ÜBUNGSTEXT.
▼

Die Vorschrift gilt für Prozesse, „deren wesentliche Be- oder Verarbeitungsverfahren in der Europäischen Union hinreichend bekannt sind“ oder für vergleichbare neue Verfahren. Die zuständige Behörde des jeweiligen Bundeslandes trifft die Entscheidung im Benehmen mit der Bundesoberbehörde.

Voraussetzungen für die Erlaubniserteilung

Eine Erlaubnis erhält eine Einrichtung grundsätzlich, sofern kein zwingender Versagungsgrund vorliegt. Die wichtigsten Versagungsgründe sind:

  1. Fehlende verantwortliche Person (§ 20c): Es muss mindestens eine Person mit nachgewiesener fachlicher Eignung und Erfahrung zur Verfügung stehen, die verantwortlich für die Einhaltung aller geltenden Vorgaben ist.
  2. Nicht ausreichend qualifiziertes Personal.
  3. Ungeeignete Räume/Einrichtungen: Die strukturellen Voraussetzungen für Be- oder Verarbeitung, Lagerung etc. müssen dem Stand von Wissenschaft und Technik entsprechen.
  4. Fehlendes Qualitätsmanagement: Es muss ein Qualitätsmanagementsystem nach den Grundsätzen der „Guten fachlichen Praxis“ existieren und gepflegt werden.
  5. Nicht vorhandene Zuverlässigkeit: Die verantwortliche Person wie auch der Antragsteller müssen „die zur Ausübung ihrer Tätigkeit erforderliche Zuverlässigkeit“ besitzen.

Abweichend von Satz 1 Nummer 3 kann außerhalb der Betriebsstätte die Prüfung der Gewebe und Gewebezubereitungen in beauftragten Betrieben, die keiner eigenen Erlaubnis bedürfen, durchgeführt werden, wenn bei diesen hierfür geeignete Räume und Einrichtungen vorhanden sind und gewährleistet ist, dass die Prüfung nach dem Stand von Wissenschaft und Technik erfolgt und die verantwortliche Person nach § 20c ihre Verantwortung wahrnehmen kann.

▲

ZU ERLEDIGENDE AUFGABEN.
- A) Übersetze diesen Satz aus dem Übungstext ins Englische: „Eine Erlaubnis erhält eine Einrichtung grundsätzlich, sofern kein zwingender Versagungsgrund vorliegt.“
- B) Beantworte anhand des Übungstexts:
(i) Wer trifft die Entscheidung, und in wessen Benehmen?
(ii) Nach welchen Grundsätzen muss das Qualitätsmanagementsystem existieren?
(iii) Wer muss die zur Ausübung der Tätigkeit erforderliche Zuverlässigkeit besitzen?
- C) Gib den Abschnitt des Übungstexts wortgetreu wieder, der mit den Worten „Eine Erlaubnis erhält“ beginnt und mit „ausreichend qualifiziertes Personal.“ endet.

EXTRAHIERTE INFORMATIONEN.
▼

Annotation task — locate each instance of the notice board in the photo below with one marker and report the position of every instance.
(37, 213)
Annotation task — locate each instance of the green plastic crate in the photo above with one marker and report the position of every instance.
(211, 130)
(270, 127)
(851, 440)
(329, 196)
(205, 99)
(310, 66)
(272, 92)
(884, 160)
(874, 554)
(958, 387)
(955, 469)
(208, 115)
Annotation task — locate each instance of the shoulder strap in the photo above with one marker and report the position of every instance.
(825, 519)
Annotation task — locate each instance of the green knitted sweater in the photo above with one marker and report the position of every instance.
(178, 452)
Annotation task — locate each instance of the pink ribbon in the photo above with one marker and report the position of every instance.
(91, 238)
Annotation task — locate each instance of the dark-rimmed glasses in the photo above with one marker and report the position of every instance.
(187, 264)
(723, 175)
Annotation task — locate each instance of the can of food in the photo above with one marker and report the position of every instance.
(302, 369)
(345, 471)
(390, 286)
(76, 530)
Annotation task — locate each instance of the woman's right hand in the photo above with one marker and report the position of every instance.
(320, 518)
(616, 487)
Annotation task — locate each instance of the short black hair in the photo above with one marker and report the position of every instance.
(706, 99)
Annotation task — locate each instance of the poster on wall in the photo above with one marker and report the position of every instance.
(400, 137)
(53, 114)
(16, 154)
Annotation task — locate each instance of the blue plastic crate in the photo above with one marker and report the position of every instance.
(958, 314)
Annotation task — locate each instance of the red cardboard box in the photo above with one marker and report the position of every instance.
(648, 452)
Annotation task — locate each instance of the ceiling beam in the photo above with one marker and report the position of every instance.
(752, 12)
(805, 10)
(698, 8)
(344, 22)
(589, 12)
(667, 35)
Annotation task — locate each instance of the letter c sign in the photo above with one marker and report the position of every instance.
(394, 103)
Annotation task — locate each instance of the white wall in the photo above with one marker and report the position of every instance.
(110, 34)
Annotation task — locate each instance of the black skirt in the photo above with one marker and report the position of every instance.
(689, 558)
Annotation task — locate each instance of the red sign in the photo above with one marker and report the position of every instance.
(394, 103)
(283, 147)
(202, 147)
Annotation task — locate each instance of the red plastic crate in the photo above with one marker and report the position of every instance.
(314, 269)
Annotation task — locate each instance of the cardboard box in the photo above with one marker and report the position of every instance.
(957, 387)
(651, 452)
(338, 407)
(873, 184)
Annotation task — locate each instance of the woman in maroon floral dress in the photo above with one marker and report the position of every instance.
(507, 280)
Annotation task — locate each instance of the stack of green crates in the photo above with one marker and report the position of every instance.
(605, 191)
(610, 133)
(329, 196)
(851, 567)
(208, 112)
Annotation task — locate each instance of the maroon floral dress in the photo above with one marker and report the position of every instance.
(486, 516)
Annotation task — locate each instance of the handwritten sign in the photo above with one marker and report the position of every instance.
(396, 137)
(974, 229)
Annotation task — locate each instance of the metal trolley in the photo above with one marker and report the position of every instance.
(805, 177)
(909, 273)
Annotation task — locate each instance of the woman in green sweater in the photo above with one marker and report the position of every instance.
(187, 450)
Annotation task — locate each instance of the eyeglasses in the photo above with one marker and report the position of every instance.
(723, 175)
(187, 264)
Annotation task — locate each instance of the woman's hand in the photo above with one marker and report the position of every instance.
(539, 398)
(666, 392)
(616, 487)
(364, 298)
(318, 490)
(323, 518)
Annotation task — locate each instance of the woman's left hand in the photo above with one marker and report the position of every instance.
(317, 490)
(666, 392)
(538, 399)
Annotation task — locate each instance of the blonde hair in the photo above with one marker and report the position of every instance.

▲

ERGEBNISSE IN REIHENFOLGE.
- A) As a rule, a facility receives a permit provided there is no compelling ground for refusal.

- B)
(i) Die zuständige Behörde des jeweiligen Bundeslandes, im Benehmen mit der Bundesoberbehörde.
(ii) Nach den Grundsätzen der „Guten fachlichen Praxis“.
(iii) Die verantwortliche Person und der Antragsteller.

- C)
Eine Erlaubnis erhält eine Einrichtung grundsätzlich, sofern kein zwingender Versagungsgrund vorliegt. Die wichtigsten Versagungsgründe sind:

  1. Fehlende verantwortliche Person (§ 20c): Es muss mindestens eine Person mit nachgewiesener fachlicher Eignung und Erfahrung zur Verfügung stehen, die verantwortlich für die Einhaltung aller geltenden Vorgaben ist.
  2. Nicht ausreichend qualifiziertes Personal.